*JOB*.
Report how many lines in the rows below contain the string "black", treating case as significant. Give only the number.

[Data items]

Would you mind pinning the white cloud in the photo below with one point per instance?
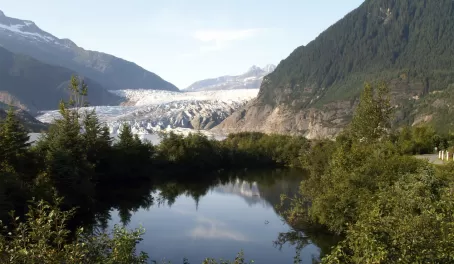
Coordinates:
(215, 40)
(225, 35)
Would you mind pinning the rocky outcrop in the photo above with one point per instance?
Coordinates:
(311, 123)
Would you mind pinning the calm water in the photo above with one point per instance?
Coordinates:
(215, 219)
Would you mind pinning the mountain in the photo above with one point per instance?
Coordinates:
(151, 111)
(32, 85)
(26, 119)
(407, 43)
(249, 80)
(23, 36)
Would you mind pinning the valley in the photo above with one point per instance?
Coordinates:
(153, 111)
(327, 156)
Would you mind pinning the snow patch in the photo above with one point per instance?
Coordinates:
(163, 111)
(17, 29)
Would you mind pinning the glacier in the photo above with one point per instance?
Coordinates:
(155, 111)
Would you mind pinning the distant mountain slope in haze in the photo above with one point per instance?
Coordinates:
(249, 80)
(28, 121)
(23, 36)
(32, 85)
(408, 43)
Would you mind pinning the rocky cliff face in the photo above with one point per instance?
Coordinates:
(310, 122)
(313, 92)
(248, 80)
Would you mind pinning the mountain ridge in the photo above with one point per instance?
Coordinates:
(114, 73)
(313, 92)
(251, 79)
(31, 85)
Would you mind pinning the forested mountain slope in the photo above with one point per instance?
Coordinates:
(407, 43)
(23, 36)
(32, 85)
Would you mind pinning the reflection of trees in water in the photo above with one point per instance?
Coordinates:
(255, 187)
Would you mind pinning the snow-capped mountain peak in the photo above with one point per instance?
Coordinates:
(269, 68)
(25, 29)
(249, 80)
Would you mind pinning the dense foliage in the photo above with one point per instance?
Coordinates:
(389, 207)
(407, 43)
(77, 159)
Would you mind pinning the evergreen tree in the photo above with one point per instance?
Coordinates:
(13, 143)
(126, 137)
(372, 118)
(63, 150)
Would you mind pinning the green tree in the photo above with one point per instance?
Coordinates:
(372, 118)
(14, 143)
(63, 151)
(43, 238)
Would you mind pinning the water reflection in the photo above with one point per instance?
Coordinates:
(215, 216)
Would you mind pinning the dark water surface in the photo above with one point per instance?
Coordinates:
(214, 218)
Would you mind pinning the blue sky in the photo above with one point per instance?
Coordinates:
(186, 41)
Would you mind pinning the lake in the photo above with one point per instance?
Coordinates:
(212, 218)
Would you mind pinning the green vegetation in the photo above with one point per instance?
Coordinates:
(389, 207)
(385, 205)
(76, 159)
(406, 43)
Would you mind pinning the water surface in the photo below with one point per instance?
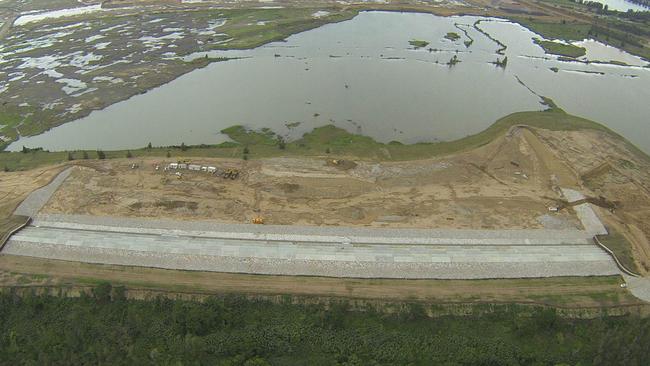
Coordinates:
(362, 75)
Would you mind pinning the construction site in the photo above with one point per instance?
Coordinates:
(529, 204)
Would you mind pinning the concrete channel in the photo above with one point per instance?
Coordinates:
(306, 250)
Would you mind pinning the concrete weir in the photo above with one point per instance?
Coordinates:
(309, 250)
(313, 251)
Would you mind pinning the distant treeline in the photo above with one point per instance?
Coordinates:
(603, 7)
(109, 329)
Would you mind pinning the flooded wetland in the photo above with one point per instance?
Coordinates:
(368, 75)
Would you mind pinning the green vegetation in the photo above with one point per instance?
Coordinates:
(9, 224)
(551, 30)
(621, 247)
(418, 43)
(265, 143)
(279, 23)
(612, 30)
(502, 47)
(556, 48)
(453, 61)
(452, 36)
(107, 328)
(501, 63)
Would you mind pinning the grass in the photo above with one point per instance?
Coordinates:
(418, 43)
(8, 224)
(265, 143)
(611, 31)
(452, 36)
(556, 30)
(621, 247)
(241, 25)
(556, 48)
(569, 292)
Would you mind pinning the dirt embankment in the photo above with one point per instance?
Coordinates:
(505, 184)
(612, 173)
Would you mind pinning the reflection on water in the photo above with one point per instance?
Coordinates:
(364, 76)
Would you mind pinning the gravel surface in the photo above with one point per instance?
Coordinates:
(37, 199)
(638, 286)
(313, 268)
(334, 234)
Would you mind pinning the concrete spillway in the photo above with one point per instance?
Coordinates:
(315, 251)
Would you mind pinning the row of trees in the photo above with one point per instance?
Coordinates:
(107, 328)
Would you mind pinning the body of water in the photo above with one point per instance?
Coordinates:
(364, 76)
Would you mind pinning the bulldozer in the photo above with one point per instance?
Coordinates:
(231, 173)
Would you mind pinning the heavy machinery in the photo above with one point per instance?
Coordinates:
(231, 173)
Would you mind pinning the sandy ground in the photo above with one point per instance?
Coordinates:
(15, 186)
(609, 169)
(502, 185)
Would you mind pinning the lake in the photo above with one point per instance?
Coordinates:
(364, 76)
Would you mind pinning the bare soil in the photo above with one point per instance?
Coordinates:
(505, 184)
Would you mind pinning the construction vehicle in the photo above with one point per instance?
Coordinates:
(231, 173)
(334, 162)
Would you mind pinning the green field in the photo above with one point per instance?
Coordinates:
(418, 43)
(452, 36)
(561, 49)
(621, 248)
(325, 140)
(107, 328)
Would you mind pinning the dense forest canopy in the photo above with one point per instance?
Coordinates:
(108, 329)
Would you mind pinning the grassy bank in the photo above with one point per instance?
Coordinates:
(108, 328)
(561, 49)
(621, 248)
(559, 292)
(608, 30)
(325, 140)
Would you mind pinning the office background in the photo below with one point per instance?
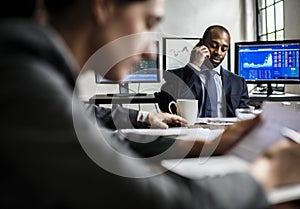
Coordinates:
(190, 18)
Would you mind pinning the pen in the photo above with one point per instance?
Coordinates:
(290, 134)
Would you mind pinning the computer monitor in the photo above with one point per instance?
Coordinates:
(268, 62)
(147, 71)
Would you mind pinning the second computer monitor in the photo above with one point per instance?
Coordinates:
(268, 61)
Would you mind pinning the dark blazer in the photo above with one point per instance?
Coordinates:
(45, 133)
(183, 83)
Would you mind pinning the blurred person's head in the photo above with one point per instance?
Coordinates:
(87, 25)
(217, 39)
(17, 8)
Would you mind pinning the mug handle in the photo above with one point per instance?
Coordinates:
(170, 110)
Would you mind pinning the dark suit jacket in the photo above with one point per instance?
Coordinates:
(45, 133)
(184, 83)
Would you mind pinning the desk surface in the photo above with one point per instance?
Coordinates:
(275, 97)
(104, 99)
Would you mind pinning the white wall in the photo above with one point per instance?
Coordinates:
(190, 18)
(292, 30)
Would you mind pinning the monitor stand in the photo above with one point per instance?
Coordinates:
(269, 91)
(124, 91)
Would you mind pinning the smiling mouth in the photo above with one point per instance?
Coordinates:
(217, 60)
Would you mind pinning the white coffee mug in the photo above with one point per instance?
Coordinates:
(186, 108)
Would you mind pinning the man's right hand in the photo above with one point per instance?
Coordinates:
(279, 166)
(199, 54)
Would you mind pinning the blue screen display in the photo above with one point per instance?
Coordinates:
(268, 61)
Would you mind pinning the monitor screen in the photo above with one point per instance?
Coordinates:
(268, 61)
(147, 71)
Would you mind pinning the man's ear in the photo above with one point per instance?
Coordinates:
(103, 9)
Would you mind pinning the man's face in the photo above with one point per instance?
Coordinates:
(136, 18)
(218, 45)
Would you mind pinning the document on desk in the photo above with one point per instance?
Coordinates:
(203, 167)
(180, 133)
(274, 119)
(216, 121)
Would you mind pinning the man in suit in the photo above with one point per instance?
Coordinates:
(46, 134)
(190, 81)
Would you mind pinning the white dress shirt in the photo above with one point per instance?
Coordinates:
(219, 86)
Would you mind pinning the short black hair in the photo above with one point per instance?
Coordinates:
(17, 8)
(58, 6)
(210, 28)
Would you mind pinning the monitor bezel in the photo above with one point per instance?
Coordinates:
(261, 81)
(136, 81)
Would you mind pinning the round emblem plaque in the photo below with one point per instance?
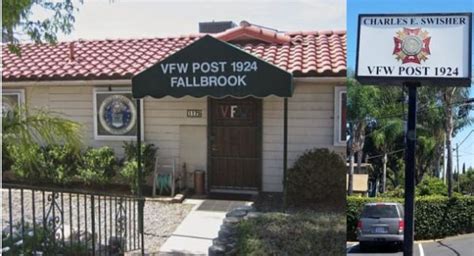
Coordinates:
(117, 114)
(7, 107)
(412, 45)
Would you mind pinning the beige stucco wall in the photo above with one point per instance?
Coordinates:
(311, 123)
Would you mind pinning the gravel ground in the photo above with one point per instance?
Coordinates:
(160, 219)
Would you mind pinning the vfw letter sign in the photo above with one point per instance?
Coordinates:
(427, 48)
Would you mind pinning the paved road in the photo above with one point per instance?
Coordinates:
(456, 246)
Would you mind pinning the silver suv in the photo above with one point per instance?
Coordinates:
(380, 223)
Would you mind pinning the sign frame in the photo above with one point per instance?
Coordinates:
(424, 81)
(251, 75)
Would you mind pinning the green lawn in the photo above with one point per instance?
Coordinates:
(302, 233)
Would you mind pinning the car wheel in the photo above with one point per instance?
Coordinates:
(363, 246)
(400, 247)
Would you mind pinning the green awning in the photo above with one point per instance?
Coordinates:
(210, 67)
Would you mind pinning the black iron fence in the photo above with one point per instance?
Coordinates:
(46, 221)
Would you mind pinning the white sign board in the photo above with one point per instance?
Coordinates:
(434, 49)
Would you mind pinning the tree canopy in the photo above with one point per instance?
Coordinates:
(19, 24)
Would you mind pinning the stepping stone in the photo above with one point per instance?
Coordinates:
(231, 221)
(252, 215)
(237, 213)
(216, 250)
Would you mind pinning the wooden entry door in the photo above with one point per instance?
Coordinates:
(235, 144)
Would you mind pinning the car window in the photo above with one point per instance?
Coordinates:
(380, 211)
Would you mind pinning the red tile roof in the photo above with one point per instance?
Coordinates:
(301, 53)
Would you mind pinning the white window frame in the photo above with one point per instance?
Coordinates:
(338, 91)
(99, 90)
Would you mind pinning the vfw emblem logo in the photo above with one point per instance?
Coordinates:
(117, 114)
(412, 45)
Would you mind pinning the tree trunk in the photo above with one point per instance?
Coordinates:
(448, 95)
(384, 177)
(359, 161)
(350, 189)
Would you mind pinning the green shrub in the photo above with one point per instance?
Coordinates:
(435, 216)
(430, 186)
(53, 163)
(23, 167)
(98, 165)
(61, 163)
(398, 192)
(466, 183)
(7, 160)
(317, 179)
(301, 233)
(148, 155)
(129, 174)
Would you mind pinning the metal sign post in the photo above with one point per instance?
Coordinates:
(414, 50)
(408, 232)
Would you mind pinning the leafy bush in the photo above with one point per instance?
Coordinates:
(54, 163)
(317, 179)
(98, 165)
(61, 163)
(397, 192)
(466, 182)
(302, 233)
(23, 167)
(148, 152)
(7, 160)
(435, 216)
(431, 186)
(129, 173)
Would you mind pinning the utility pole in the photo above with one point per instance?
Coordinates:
(384, 178)
(457, 158)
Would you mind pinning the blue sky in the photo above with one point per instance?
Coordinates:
(355, 7)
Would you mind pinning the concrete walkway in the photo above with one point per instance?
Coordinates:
(194, 235)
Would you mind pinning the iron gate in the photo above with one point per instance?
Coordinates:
(48, 221)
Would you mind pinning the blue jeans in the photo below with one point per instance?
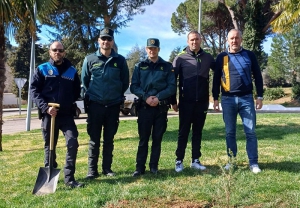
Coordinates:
(244, 106)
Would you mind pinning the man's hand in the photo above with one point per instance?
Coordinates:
(52, 111)
(216, 105)
(259, 104)
(152, 101)
(175, 107)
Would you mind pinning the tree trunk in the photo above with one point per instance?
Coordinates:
(2, 78)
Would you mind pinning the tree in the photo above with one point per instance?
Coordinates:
(220, 16)
(134, 56)
(284, 61)
(288, 14)
(215, 22)
(78, 23)
(13, 14)
(19, 60)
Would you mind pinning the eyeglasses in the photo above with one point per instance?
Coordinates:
(59, 50)
(106, 38)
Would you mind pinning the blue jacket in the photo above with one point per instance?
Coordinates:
(234, 72)
(52, 85)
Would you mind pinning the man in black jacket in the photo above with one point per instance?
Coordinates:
(57, 81)
(153, 81)
(192, 66)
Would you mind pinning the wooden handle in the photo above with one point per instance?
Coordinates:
(56, 105)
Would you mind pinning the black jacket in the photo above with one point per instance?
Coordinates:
(193, 71)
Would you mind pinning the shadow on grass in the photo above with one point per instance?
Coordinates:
(125, 177)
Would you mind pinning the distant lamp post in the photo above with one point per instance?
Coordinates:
(32, 65)
(20, 83)
(200, 16)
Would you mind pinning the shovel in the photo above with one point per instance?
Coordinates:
(47, 179)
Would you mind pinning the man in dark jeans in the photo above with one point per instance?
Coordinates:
(105, 78)
(57, 81)
(153, 81)
(192, 66)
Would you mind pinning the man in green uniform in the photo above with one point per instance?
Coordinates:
(105, 78)
(153, 81)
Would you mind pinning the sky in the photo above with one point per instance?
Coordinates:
(155, 22)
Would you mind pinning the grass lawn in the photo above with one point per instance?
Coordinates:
(276, 186)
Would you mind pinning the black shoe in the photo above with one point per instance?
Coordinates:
(137, 173)
(92, 176)
(75, 184)
(154, 170)
(108, 172)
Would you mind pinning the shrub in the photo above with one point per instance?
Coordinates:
(273, 93)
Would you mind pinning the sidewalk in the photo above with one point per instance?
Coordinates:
(15, 125)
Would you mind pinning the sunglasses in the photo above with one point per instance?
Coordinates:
(106, 38)
(59, 50)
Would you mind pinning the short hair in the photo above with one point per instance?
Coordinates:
(193, 32)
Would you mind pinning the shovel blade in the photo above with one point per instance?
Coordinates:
(46, 181)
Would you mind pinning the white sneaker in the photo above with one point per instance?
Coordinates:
(228, 166)
(197, 165)
(255, 169)
(178, 166)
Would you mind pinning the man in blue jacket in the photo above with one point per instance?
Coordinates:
(105, 78)
(57, 81)
(153, 82)
(234, 71)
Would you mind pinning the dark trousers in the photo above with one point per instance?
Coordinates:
(99, 117)
(66, 124)
(191, 114)
(151, 120)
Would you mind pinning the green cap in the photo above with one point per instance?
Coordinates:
(106, 32)
(153, 42)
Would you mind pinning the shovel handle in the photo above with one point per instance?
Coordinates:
(55, 105)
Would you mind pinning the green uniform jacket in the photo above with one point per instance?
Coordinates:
(105, 79)
(153, 79)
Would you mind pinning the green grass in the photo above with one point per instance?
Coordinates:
(276, 186)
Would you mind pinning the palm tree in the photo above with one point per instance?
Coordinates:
(289, 11)
(14, 13)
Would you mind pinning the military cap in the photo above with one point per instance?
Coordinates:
(153, 42)
(106, 32)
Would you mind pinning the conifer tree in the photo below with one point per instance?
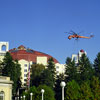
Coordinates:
(57, 87)
(48, 75)
(72, 91)
(11, 69)
(36, 70)
(71, 70)
(97, 65)
(85, 68)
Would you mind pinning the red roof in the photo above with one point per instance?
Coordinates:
(28, 54)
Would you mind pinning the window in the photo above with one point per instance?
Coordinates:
(25, 70)
(57, 67)
(1, 95)
(25, 65)
(25, 75)
(25, 80)
(3, 47)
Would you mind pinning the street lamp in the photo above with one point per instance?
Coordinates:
(31, 96)
(21, 97)
(42, 91)
(17, 98)
(24, 97)
(63, 84)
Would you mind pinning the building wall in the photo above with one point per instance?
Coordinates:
(24, 70)
(60, 68)
(6, 87)
(42, 60)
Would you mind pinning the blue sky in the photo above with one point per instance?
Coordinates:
(40, 25)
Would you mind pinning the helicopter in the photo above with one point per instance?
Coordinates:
(77, 36)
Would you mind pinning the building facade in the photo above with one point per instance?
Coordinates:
(26, 57)
(5, 88)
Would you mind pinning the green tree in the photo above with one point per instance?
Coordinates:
(85, 68)
(71, 70)
(37, 95)
(57, 87)
(11, 69)
(46, 78)
(95, 88)
(36, 70)
(97, 65)
(85, 91)
(48, 75)
(72, 91)
(33, 90)
(48, 94)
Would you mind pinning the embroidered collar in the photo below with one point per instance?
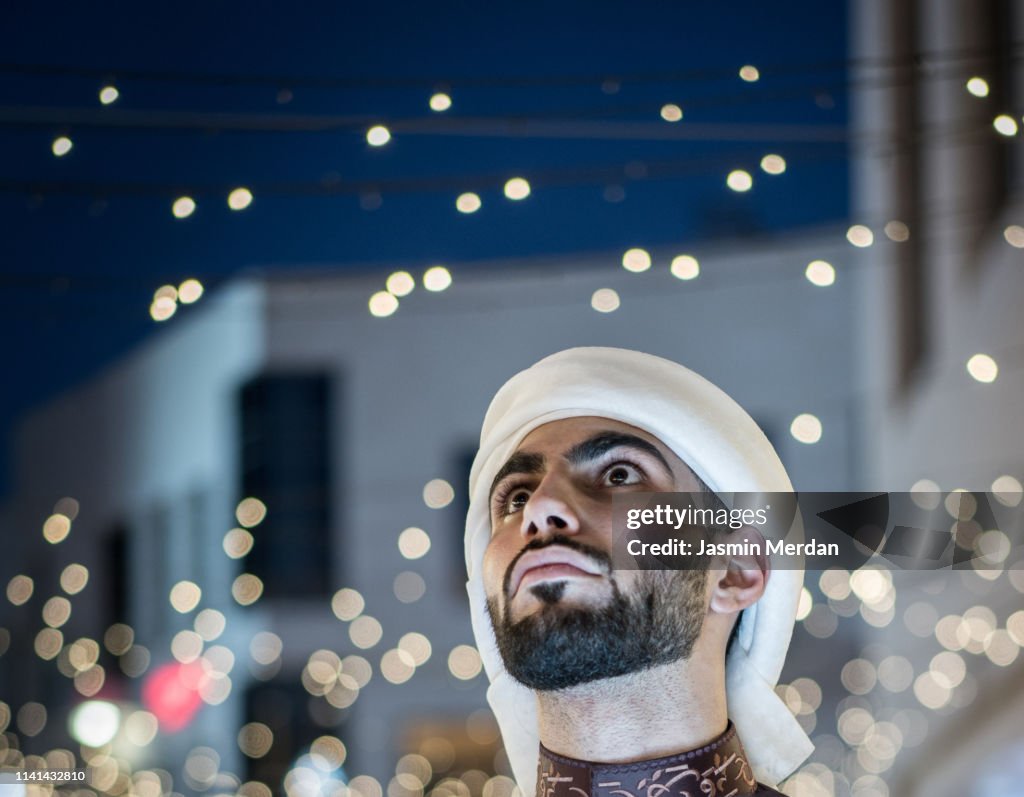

*EXERCISE ANSWER*.
5